What is needed: Revise the data starting with the line that contains "For the benchmark, mark every instance of the colonnade" and continuing through the end, replacing "thickest part" with "widest part" and leaving everything else unchanged. Return only those lines.

** START OF Source records **

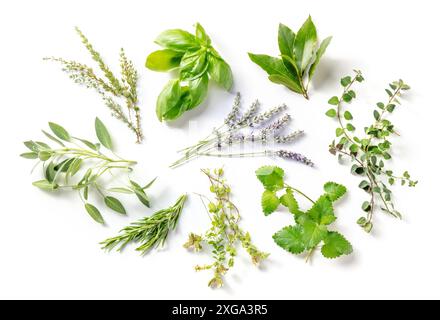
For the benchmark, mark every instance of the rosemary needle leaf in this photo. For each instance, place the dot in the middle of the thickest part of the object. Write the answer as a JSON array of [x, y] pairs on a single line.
[[150, 232]]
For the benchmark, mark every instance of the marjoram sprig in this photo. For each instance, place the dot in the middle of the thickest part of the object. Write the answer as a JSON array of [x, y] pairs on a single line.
[[75, 156], [111, 89], [224, 234], [249, 127], [370, 153]]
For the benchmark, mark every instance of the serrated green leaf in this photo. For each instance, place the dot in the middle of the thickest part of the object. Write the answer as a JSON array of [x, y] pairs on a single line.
[[288, 200], [290, 239], [94, 213], [103, 134], [269, 202], [59, 131], [335, 245], [348, 115], [334, 190], [313, 234], [271, 177], [114, 204], [322, 211]]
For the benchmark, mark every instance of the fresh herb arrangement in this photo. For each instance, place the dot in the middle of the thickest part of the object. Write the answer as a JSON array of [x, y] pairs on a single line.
[[249, 127], [72, 156], [369, 153], [150, 232], [111, 89], [311, 228], [196, 61], [224, 234], [300, 55]]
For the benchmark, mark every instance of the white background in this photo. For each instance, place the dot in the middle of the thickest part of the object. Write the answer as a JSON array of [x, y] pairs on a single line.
[[49, 244]]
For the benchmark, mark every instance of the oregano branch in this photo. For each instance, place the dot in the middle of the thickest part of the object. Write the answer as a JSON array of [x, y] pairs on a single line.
[[370, 153]]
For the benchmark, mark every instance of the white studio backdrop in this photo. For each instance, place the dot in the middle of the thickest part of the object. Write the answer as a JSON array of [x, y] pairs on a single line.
[[50, 246]]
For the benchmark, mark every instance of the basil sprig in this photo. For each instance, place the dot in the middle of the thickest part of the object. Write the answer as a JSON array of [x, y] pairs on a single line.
[[196, 61], [300, 54]]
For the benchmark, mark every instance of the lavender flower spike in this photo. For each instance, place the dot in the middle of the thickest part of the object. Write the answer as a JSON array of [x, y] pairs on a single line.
[[294, 156]]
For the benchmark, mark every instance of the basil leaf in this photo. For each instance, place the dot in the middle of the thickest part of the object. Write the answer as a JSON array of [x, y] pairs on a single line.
[[115, 204], [178, 40], [319, 54], [220, 72], [103, 134], [59, 131], [269, 64], [198, 89], [163, 60], [193, 65], [201, 35], [168, 98], [94, 213], [286, 81], [305, 44], [286, 40]]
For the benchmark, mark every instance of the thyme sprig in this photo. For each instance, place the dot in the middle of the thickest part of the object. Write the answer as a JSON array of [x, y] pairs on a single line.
[[150, 232], [249, 127], [110, 88], [224, 234], [61, 165], [369, 153]]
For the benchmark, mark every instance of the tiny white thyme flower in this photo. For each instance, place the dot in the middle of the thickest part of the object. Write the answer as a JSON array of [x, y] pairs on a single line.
[[260, 128]]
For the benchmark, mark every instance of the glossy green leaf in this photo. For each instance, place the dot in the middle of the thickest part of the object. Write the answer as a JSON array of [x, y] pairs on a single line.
[[163, 60], [286, 40], [59, 131], [178, 40], [94, 213], [305, 44], [322, 48], [220, 72]]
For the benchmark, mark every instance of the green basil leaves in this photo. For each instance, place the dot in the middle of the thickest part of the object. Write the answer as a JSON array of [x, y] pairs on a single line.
[[196, 61], [300, 54]]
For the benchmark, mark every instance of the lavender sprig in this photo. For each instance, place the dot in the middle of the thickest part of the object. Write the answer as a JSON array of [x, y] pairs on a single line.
[[239, 130]]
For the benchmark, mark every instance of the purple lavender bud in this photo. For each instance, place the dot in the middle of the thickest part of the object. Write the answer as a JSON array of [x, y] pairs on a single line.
[[294, 156]]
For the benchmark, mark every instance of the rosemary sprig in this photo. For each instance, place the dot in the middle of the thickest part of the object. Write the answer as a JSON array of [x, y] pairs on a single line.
[[111, 88], [224, 234], [250, 127], [75, 155], [369, 154], [150, 232]]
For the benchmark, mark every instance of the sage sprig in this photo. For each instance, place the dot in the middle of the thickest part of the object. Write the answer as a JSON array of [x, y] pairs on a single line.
[[196, 61], [311, 226], [370, 153], [110, 88], [300, 55], [249, 127], [224, 234], [150, 232], [82, 166]]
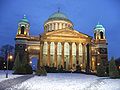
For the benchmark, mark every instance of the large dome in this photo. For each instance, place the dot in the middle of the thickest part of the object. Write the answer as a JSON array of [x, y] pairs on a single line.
[[58, 15], [24, 19], [56, 21]]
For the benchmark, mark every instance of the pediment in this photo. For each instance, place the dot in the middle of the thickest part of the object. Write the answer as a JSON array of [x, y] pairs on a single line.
[[66, 33]]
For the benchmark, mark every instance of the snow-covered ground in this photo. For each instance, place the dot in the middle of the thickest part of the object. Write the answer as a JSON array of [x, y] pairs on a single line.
[[10, 75], [69, 81]]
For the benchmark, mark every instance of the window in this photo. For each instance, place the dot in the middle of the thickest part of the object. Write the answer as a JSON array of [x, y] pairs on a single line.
[[101, 35], [22, 29]]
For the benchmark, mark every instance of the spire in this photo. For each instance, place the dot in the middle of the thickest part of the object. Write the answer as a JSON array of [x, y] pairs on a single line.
[[24, 16], [98, 23], [58, 9]]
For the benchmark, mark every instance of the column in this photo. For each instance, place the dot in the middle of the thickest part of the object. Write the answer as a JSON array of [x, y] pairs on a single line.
[[88, 58], [77, 53], [48, 54], [83, 58], [60, 25], [63, 54], [55, 57], [52, 26], [70, 59], [40, 62]]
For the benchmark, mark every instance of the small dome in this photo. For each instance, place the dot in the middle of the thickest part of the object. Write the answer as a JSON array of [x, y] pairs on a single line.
[[99, 26], [58, 16], [24, 19]]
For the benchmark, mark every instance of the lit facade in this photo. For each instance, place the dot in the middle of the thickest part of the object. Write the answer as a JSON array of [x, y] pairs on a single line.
[[62, 46]]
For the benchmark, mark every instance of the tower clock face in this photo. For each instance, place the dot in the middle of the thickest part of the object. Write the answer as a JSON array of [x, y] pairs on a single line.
[[103, 50]]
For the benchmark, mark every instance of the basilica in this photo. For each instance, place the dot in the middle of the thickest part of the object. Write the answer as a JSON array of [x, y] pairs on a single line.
[[61, 45]]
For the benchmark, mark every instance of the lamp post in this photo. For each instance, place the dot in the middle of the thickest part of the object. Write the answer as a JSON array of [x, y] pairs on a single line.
[[7, 66]]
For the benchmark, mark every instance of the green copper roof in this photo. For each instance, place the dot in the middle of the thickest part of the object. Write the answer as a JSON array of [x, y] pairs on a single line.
[[58, 15], [24, 19]]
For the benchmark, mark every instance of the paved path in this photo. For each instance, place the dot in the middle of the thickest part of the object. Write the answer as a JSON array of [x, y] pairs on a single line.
[[11, 82]]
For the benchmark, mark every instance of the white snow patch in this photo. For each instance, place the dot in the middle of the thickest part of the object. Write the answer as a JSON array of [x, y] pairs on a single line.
[[10, 75], [63, 81]]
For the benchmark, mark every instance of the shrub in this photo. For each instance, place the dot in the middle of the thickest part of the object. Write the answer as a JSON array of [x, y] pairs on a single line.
[[23, 69], [113, 71], [41, 72]]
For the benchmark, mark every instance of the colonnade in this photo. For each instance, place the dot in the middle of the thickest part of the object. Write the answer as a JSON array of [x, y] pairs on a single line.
[[84, 54]]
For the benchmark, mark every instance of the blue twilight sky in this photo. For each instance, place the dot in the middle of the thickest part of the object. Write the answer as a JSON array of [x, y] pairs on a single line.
[[83, 13]]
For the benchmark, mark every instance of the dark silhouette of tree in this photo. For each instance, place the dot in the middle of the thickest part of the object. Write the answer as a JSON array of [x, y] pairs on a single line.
[[113, 71]]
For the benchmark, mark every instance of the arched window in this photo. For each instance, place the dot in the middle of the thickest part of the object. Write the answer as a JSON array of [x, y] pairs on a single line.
[[101, 35], [22, 29]]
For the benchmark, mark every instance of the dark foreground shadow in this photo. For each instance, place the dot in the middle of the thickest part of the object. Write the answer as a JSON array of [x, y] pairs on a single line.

** END OF Source records **

Right answer:
For the benchmark, mark every instance of the colonnade in this photo. For each instance, place the dot in the middle of the widest part of the object. Write the answer as a JSON array of [x, y] pairs on a single line.
[[84, 54]]
For the benchmark, mark every instance of the blue twilight sky in this photo. For each instance, place the dot in the middle of the widest part of the object. Write the answer as a JSON array of [x, y] pairs on a single line.
[[83, 13]]
For the benchmark, mark every instance of the dark silhouette of tree in this photo. For each instance, place the dot in the middle of the widest part of the object. Write the answer as a JSON array of [x, y] pairs on a single line.
[[113, 71]]
For the benchmark, mark every instance of the arched window in this photo. For each instance, place the dot in the middle of the widest part of the object. Write the answer as a JSON array of [x, y] pairs on a single line.
[[101, 35], [22, 29]]
For the benchmark, mark every instance of the dark foreground shadow in this photo. For each instance, place the dot in the middle of the widest part of the object. Write the answer as a JSON array of [x, y] pairs on a single line.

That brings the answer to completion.